Task details
Pictures do not belong in the copy; print every entry exactly as it stands.

Dataset entries
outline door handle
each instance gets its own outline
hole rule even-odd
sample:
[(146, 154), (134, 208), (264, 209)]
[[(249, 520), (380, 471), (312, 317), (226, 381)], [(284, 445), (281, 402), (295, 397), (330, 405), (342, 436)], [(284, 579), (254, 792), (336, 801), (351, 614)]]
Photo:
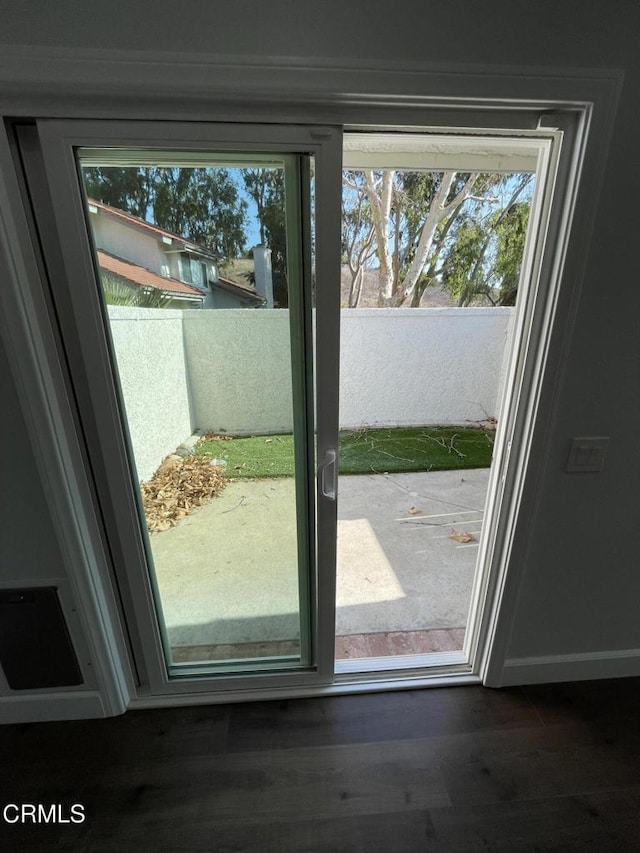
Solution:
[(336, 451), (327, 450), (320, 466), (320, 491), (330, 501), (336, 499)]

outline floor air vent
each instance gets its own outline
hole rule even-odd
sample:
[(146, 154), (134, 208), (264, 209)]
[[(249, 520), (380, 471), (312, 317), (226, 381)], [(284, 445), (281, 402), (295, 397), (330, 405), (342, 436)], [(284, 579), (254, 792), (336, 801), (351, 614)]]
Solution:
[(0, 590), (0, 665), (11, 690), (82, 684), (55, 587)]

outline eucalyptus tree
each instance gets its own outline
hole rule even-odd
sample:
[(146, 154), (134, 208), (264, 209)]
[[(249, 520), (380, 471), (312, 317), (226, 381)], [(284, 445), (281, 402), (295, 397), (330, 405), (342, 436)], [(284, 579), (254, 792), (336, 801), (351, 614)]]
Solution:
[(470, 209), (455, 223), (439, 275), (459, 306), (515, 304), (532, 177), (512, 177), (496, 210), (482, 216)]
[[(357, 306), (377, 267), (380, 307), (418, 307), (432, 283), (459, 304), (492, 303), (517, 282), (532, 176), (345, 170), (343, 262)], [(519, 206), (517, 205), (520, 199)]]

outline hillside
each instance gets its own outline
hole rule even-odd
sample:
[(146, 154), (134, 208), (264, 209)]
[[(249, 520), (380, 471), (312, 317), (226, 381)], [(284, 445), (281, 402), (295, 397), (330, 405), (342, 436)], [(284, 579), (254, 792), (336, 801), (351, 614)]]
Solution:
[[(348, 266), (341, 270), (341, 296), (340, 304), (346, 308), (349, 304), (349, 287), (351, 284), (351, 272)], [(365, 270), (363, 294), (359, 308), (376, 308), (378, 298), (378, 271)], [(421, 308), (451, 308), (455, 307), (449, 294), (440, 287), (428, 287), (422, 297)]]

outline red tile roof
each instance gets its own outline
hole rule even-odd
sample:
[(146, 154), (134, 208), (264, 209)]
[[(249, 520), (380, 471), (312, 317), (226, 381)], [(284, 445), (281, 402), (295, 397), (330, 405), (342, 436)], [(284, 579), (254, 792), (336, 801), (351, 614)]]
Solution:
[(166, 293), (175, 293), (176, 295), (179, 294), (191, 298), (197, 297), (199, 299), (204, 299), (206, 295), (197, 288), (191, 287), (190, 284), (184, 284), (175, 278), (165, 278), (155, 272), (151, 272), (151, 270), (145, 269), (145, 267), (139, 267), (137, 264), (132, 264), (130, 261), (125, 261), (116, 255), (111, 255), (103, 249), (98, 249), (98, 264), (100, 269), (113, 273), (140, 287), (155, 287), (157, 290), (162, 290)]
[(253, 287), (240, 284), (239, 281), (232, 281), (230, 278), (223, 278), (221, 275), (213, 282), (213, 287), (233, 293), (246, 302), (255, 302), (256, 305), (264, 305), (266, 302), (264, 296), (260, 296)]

Answer to this problem
outline door handle
each instance gets its own outline
hole rule even-odd
sample:
[(146, 154), (134, 208), (264, 209)]
[[(249, 520), (380, 471), (312, 317), (226, 381)], [(284, 445), (281, 402), (295, 397), (330, 405), (342, 436)], [(284, 579), (254, 792), (336, 801), (351, 614)]]
Photo:
Solution:
[(336, 451), (327, 450), (320, 466), (320, 491), (330, 501), (336, 499)]

outline floor air vent
each instance gets its own outline
hole rule even-odd
sample:
[(146, 154), (134, 208), (264, 209)]
[[(249, 520), (380, 471), (312, 317), (226, 381)], [(284, 445), (281, 402), (295, 397), (330, 405), (342, 436)], [(284, 579), (254, 792), (336, 801), (351, 614)]]
Solution:
[(0, 590), (0, 665), (11, 690), (82, 684), (55, 587)]

outline eucalyptus tree
each instance gets its own outline
hole rule even-odd
sample:
[(146, 154), (134, 208), (264, 209)]
[[(249, 520), (380, 471), (312, 317), (226, 381)], [(284, 445), (281, 402), (295, 397), (330, 405), (342, 436)], [(284, 579), (254, 792), (336, 801), (351, 614)]]
Solution:
[(470, 209), (455, 223), (439, 275), (459, 306), (515, 304), (532, 177), (512, 177), (496, 210), (482, 216)]
[[(357, 306), (377, 267), (380, 307), (418, 307), (432, 283), (459, 304), (492, 303), (517, 282), (532, 176), (345, 170), (343, 262)], [(519, 206), (517, 205), (520, 199)]]

outline hillside
each instance gets its own outline
hole rule even-odd
sample:
[(146, 154), (134, 208), (264, 209)]
[[(249, 520), (380, 471), (312, 317), (226, 381)], [(284, 445), (281, 402), (295, 397), (330, 405), (342, 436)], [(284, 579), (254, 792), (336, 801), (351, 614)]]
Solution:
[[(348, 266), (341, 270), (341, 296), (340, 304), (346, 308), (349, 304), (349, 287), (351, 284), (351, 272)], [(365, 270), (363, 294), (359, 308), (376, 308), (378, 298), (378, 271)], [(421, 308), (451, 308), (455, 307), (449, 294), (440, 287), (428, 287), (422, 297)]]

outline red tile roof
each instance gets its own outline
hole rule even-odd
sample:
[(146, 154), (134, 208), (264, 209)]
[[(249, 520), (380, 471), (312, 317), (226, 381)], [(284, 445), (281, 402), (295, 397), (330, 405), (342, 436)], [(284, 579), (254, 792), (336, 801), (351, 614)]]
Solution:
[(166, 293), (175, 293), (176, 295), (179, 294), (191, 298), (197, 297), (199, 299), (204, 299), (206, 295), (197, 288), (191, 287), (190, 284), (184, 284), (175, 278), (165, 278), (155, 272), (151, 272), (151, 270), (145, 269), (145, 267), (139, 267), (137, 264), (132, 264), (130, 261), (125, 261), (116, 255), (111, 255), (103, 249), (98, 249), (98, 264), (100, 269), (113, 273), (140, 287), (155, 287), (157, 290), (162, 290)]
[(253, 287), (240, 284), (239, 281), (232, 281), (230, 278), (223, 278), (221, 275), (213, 282), (213, 287), (233, 293), (246, 302), (255, 302), (256, 305), (264, 305), (266, 302), (264, 296), (260, 296)]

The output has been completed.